ВАША ЗАДАЧА. Какой роман Галимджана Ибрагимова, судя по отрывку текста, был прочитан в Акмане?

ОТРЫВОК ТЕКСТА.

▼

Мы рассказывали, каждый в меру своего понимания, затем он говорил:
Теперь изложите свои впечатления на бумаге. Можно в прозе, можно и в стихах.
Барый обычно излагал в стихах, я - в прозе. Тукаев сам тоже слагал стихи. Сохранился мой школьный альбом, в который он вписал одно свое стихотворение. В этом стихотворении учитель назвал меня будущей писательницей. Какое он нашел основание для того, чтобы смотреть на диковатую девочку со столь смелой надеждой, мне неведомо.
Султангарей Тукаев страдал легочной болезнью. Помню острую боль в сердце, вызванную позже вестью о его смерти.
Акман уже в то время отличался от многих других аулов сравнительно высоким уровнем культуры. Там была и довольно богатая библиотека. Я впервые познакомилась там с произведениями классиков татарской литературы Галимджана Ибрагимова, Фатиха Амирхана, со стихами Мажита Гафури, Сагита Рамиева, Дардменда. Там прочитала роман Галимджана Ибрагимова "Молодые сердца".
Короче, окончила я в Акмане школу первой ступени и прочитала много книг. Покипела, бывая и в соседних селениях, в революционном котле и словно заново родилась. Акман до сих пор остается одной из самых светлых страниц дневника моей памяти.
* * *
По окончании учебного года сестра отвезла меня обратно к старшему брату. В 1921 году начался страшный голод. В народе бытует поговорка: голод не тетка. Это так, но в течение почти трех последующих лет мне совершенно не хотелось есть - меня непрерывно трепала малярия и мучила только жажда. А для ее утоления воды, слава Богу, хватало. Думаю, поэтому я осталась жива.
Осенью 1923 года сестра Халима опять забрала меня к себе. В это время она учительствовала в деревне Увары нашего же, если сказать по-нынешнему, Кугарчинского района. Тут я, видимо, благодаря улучшенному питанию быстро встала на ноги. И снова стала ходить в четвертый класс, класса выше в уваринской школе не было. Зато у здешнего муллы по имени Исмагил было довольно большое собрание книг. Через его дочь, учившуюся в одном со мной классе (звали ее Бибисарой), я могла получить любую книгу из этого собрания.

▲

Исходные записи.
▼

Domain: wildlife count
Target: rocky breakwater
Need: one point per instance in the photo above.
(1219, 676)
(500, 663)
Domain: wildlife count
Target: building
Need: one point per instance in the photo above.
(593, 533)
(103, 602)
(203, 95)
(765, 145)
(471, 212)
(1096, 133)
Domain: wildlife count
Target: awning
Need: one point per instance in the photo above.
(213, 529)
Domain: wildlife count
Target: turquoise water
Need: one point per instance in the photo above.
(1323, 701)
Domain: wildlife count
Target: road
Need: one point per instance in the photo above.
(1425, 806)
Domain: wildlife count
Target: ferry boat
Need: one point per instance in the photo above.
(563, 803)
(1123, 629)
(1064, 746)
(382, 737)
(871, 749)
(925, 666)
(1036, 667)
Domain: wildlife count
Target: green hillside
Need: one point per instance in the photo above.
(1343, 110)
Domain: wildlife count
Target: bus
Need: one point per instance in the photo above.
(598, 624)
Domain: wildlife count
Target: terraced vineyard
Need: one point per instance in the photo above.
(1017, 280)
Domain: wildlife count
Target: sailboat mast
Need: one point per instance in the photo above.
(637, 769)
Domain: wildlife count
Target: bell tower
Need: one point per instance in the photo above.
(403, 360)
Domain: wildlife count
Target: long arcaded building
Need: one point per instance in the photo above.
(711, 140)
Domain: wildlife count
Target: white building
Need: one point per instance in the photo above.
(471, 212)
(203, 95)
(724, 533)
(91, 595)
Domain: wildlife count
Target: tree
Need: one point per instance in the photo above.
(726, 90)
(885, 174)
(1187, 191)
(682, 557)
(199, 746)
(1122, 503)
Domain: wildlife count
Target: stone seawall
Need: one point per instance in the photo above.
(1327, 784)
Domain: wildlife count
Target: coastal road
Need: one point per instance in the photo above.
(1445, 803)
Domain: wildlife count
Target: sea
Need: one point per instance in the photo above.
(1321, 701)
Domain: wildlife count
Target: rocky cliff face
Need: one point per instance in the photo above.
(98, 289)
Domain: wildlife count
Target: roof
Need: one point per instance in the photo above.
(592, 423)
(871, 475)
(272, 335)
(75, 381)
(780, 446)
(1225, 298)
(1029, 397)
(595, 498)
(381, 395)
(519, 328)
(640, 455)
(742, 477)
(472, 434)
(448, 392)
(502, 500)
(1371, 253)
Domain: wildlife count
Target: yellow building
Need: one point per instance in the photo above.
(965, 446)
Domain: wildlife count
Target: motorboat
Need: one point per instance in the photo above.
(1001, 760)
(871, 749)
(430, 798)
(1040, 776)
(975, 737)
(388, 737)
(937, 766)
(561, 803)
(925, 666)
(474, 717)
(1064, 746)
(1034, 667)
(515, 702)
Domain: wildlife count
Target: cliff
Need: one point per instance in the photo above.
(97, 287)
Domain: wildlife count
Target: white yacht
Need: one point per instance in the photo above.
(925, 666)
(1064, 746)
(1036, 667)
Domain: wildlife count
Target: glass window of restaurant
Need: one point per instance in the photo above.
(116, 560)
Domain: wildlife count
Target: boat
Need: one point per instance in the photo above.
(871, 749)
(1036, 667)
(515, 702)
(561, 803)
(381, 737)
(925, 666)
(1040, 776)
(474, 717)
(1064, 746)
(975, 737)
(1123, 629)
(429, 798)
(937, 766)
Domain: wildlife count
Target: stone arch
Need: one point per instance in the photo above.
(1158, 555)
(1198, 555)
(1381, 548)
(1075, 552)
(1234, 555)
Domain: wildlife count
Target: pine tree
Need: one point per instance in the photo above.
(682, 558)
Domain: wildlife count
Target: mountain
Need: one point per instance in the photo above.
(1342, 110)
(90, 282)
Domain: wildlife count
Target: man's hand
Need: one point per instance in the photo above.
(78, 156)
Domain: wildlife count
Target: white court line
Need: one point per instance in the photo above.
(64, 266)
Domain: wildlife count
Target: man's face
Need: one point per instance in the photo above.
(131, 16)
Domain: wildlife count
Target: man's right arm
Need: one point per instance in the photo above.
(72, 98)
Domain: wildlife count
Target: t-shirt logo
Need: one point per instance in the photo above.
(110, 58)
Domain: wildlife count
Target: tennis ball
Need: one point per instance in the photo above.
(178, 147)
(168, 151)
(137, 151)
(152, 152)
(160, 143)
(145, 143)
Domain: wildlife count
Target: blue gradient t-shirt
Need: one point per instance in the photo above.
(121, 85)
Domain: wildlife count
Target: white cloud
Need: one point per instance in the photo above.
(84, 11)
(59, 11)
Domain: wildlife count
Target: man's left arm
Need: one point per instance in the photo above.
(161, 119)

▲

РЕЗУЛЬТАТ. «Молодые сердца».